**Task to carry out**
Rewrite the entries below, replacing "spruce tree" with "pine tree" and leaving everything else unchanged. Omit the pictures from your answer.

(Extracted entries)
==================================================
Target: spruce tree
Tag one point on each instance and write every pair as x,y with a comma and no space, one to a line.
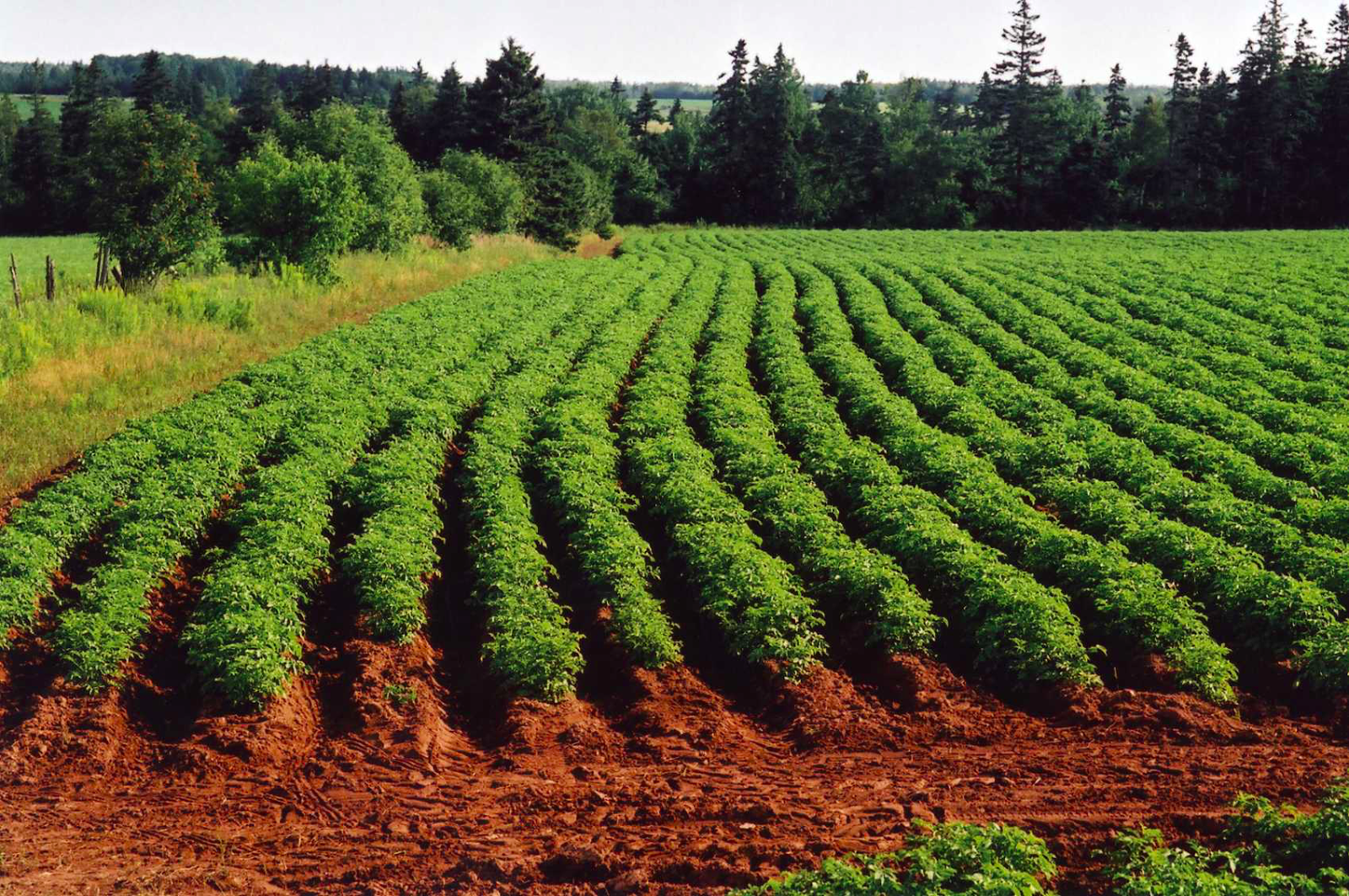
779,112
449,123
988,105
728,123
849,155
508,107
1117,107
1261,127
1180,115
84,108
644,114
1335,121
258,110
1025,148
152,87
==================================================
**Reply to the task**
Target: pine tree
Tag one point on each instance and write every pair as x,y with a comma and no space, one to a line.
779,112
449,123
988,105
728,123
849,155
508,107
1117,107
1261,127
1180,115
84,108
644,114
1335,121
258,110
1025,148
152,87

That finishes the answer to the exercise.